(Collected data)
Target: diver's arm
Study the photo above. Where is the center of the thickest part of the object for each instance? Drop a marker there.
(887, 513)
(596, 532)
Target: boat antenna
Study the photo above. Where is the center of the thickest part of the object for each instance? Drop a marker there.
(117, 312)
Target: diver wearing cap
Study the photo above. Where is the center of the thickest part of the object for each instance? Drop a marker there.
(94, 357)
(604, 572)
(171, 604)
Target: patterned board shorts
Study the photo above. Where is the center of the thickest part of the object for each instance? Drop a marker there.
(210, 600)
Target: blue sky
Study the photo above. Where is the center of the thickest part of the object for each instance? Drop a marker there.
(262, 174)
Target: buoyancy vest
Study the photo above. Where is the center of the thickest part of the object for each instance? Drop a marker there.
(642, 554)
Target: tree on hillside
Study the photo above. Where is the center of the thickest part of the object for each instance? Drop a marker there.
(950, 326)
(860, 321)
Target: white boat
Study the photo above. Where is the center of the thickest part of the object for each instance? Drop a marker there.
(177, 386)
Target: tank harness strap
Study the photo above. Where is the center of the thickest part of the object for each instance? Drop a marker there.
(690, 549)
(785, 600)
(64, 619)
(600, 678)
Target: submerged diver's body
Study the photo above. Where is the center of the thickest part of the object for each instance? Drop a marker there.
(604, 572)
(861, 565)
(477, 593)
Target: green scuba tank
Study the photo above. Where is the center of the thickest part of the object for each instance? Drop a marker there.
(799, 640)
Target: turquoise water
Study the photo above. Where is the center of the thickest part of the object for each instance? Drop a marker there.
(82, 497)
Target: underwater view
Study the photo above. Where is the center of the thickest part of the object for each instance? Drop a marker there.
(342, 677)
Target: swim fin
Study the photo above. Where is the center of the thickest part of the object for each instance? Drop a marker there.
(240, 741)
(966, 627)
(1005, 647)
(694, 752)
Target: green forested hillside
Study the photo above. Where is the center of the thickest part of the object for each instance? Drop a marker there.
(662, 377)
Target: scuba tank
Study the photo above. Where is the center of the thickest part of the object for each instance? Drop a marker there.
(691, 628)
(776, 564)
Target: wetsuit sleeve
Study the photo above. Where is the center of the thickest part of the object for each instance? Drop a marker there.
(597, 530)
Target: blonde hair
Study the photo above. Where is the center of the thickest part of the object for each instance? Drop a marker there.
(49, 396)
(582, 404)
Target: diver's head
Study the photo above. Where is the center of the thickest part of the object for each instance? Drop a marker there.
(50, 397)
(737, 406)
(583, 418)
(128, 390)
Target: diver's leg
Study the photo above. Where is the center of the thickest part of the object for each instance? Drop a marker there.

* _Written task_
Output the lines from the one containing "Target: tree on hillside" through the end of the items as a Markdown table, omitting blank lines. Use a "No." column for the row number and a "Text" column for the line.

* _Task result_
| No. | Text |
|---|---|
| 1 | Target: tree on hillside |
| 2 | Study the photo above. Where is the center of the thickest part of the object for each instance? Drop a marker there. |
| 3 | (950, 326) |
| 4 | (860, 321) |
| 5 | Target: white boat |
| 6 | Study the photo above. Where is the center of the thickest part of the object for each instance? Drop a marker there. |
| 7 | (177, 386) |
| 8 | Target: tank harness strap |
| 9 | Study the photo above. Where is the center of the thickest part of the object for each instance? Drop a marker there. |
| 10 | (690, 549) |
| 11 | (785, 600) |
| 12 | (64, 619) |
| 13 | (600, 678) |
| 14 | Target: submerged diver's body |
| 15 | Study the photo above. Where is the center of the thickest part of the object for each instance? Drop a marker there. |
| 16 | (604, 572) |
| 17 | (861, 565) |
| 18 | (477, 593) |
| 19 | Target: green scuba tank |
| 20 | Study the photo above. Where is the center of the thickest part of the object for each instance? Drop a marker there. |
| 21 | (799, 640) |
| 22 | Target: turquoise water |
| 23 | Study the photo above. Where is the center of the thickest part of the object for each instance? Drop a marker there. |
| 24 | (82, 497) |
| 25 | Target: underwater view |
| 26 | Study the photo above. Where is the center of the thickest part of the object for each instance? Drop a marker there. |
| 27 | (342, 677) |
| 28 | Target: swim fin |
| 29 | Study the photo above. Where is the center of the thickest part of the object for each instance? Drop a marker there. |
| 30 | (240, 741) |
| 31 | (966, 627) |
| 32 | (1005, 647) |
| 33 | (694, 752) |
| 34 | Target: green forested hillside |
| 35 | Study the photo above. Where is the center of the thickest part of the object for each instance? Drop a marker there. |
| 36 | (662, 377) |
| 37 | Target: scuba tank |
| 38 | Study the photo above. Where is the center of the thickest part of the object for each instance? Drop a marker there. |
| 39 | (691, 628) |
| 40 | (776, 564) |
| 41 | Target: wetsuit sleeve |
| 42 | Study the photo above. Where is the center of the thickest part of the object for each instance? Drop a marker there. |
| 43 | (597, 530) |
| 44 | Target: blonde hair |
| 45 | Study the photo above. Where is the center of the thickest part of the object for each instance? Drop a marker there. |
| 46 | (49, 396) |
| 47 | (582, 404) |
| 48 | Target: diver's head |
| 49 | Study the photo above. Where is the center of the thickest part of the object for each instance? Drop a marker there. |
| 50 | (50, 397) |
| 51 | (737, 406) |
| 52 | (583, 418) |
| 53 | (128, 390) |
| 54 | Target: diver's leg |
| 55 | Study the photo above. Where is the center of the thickest part of the object for each instance? Drop a marker there. |